Dataset entries:
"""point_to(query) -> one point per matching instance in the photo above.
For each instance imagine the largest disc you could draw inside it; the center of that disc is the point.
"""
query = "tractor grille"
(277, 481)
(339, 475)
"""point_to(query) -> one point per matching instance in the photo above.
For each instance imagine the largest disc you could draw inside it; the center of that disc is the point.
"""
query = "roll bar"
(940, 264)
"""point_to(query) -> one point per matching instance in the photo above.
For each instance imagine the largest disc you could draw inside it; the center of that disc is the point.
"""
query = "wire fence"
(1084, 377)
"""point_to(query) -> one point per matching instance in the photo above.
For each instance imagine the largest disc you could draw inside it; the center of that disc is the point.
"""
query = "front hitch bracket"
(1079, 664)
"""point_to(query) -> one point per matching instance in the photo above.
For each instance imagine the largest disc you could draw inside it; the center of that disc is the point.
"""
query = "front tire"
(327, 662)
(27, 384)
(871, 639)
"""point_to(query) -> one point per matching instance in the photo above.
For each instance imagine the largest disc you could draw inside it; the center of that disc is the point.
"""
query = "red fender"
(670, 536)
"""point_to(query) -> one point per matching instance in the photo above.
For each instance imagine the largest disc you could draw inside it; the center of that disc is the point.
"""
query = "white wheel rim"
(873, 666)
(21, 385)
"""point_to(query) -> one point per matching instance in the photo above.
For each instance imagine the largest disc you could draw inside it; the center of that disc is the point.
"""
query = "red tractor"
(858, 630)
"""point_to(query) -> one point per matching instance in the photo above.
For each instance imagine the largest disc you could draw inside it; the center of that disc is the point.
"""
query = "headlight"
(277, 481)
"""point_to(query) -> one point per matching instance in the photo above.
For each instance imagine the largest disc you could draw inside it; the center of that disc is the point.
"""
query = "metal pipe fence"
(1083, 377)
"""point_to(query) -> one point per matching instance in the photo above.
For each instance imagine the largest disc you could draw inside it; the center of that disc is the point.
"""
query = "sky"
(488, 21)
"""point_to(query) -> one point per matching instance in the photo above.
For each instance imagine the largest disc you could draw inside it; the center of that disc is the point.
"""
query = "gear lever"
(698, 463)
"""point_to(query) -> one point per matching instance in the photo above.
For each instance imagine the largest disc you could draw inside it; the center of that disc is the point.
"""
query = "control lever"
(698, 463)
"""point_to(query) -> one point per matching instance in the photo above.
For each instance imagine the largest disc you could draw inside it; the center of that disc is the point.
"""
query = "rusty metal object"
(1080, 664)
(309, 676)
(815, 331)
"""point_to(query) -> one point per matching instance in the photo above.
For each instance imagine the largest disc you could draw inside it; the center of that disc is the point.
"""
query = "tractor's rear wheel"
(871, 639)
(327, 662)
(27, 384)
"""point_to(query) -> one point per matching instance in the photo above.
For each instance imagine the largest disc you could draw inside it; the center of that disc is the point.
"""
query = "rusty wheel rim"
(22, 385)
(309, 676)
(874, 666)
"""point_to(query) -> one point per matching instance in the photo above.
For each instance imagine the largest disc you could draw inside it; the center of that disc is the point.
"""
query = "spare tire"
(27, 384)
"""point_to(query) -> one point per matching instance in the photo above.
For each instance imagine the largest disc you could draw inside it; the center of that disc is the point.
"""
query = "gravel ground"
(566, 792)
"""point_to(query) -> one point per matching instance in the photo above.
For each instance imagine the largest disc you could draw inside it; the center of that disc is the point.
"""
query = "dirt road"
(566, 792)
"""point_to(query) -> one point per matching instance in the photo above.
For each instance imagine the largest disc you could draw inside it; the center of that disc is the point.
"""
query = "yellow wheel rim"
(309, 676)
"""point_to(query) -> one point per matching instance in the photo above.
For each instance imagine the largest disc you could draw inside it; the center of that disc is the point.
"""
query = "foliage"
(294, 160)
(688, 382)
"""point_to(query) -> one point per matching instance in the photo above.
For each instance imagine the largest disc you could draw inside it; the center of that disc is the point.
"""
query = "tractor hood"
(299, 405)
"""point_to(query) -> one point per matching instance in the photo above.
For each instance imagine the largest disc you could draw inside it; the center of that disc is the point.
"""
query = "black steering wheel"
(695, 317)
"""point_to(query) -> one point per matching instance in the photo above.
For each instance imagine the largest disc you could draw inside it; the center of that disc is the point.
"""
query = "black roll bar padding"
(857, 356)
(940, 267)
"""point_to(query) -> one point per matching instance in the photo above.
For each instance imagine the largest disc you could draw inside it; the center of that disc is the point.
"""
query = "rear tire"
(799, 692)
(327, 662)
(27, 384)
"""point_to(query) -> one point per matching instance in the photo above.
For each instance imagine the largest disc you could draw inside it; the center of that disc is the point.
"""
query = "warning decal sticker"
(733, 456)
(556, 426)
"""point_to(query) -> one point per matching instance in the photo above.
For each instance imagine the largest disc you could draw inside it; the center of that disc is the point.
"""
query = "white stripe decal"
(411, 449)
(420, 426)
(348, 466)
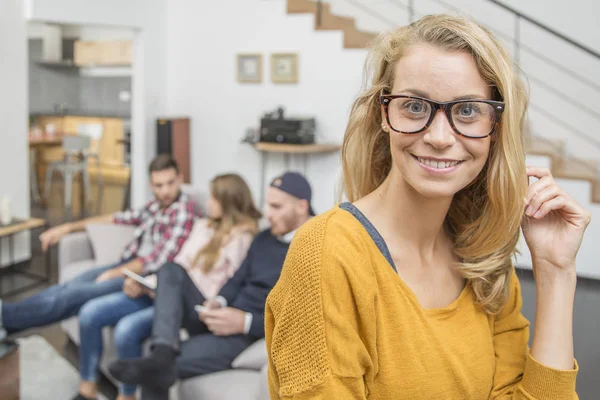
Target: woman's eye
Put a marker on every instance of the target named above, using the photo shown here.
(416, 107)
==
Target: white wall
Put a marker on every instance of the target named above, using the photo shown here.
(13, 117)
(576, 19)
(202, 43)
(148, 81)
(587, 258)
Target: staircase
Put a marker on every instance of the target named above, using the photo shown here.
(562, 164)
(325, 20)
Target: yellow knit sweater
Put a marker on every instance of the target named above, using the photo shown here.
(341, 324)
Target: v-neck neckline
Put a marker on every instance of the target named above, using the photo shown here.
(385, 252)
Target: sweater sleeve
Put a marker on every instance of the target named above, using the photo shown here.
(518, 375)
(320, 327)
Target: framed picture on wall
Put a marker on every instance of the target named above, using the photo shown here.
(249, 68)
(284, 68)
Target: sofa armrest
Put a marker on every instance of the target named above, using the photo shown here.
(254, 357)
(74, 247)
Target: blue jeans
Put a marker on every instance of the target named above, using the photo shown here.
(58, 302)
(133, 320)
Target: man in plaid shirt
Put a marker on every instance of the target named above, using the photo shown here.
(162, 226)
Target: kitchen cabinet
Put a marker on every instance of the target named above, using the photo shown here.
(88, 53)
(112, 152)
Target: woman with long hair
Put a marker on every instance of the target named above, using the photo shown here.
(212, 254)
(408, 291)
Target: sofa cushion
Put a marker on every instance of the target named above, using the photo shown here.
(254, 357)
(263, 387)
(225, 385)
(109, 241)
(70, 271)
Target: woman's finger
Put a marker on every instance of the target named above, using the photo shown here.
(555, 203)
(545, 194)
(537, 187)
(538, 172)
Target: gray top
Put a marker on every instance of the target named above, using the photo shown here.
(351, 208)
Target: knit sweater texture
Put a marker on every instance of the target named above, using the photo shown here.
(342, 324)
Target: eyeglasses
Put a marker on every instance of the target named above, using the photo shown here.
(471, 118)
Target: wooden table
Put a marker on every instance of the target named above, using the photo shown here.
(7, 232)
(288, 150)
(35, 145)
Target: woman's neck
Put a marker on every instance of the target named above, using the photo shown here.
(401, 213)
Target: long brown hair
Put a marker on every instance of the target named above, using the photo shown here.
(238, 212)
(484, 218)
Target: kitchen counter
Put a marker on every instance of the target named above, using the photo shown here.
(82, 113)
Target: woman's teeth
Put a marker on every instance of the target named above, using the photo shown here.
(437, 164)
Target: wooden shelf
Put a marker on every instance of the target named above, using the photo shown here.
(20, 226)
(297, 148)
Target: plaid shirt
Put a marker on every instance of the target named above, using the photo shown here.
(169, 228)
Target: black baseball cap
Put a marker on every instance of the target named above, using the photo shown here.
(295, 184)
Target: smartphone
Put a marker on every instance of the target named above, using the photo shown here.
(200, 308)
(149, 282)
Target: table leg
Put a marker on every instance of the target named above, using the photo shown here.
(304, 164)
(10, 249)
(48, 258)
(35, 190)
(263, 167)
---
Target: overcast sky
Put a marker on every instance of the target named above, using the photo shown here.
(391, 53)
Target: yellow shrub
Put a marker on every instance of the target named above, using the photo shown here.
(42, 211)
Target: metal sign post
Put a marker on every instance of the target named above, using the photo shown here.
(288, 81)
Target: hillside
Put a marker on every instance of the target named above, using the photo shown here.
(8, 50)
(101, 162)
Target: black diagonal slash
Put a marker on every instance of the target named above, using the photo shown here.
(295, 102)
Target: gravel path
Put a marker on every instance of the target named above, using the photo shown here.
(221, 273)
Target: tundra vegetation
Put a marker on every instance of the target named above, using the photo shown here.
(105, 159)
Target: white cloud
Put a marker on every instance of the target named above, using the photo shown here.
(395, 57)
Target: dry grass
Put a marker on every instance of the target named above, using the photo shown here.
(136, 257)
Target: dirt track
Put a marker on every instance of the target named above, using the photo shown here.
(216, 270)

Problem details:
What is needed is each line from the records with the word "sofa" in it.

Response to the exercise:
Target: sofa armrest
Target: sofa cushion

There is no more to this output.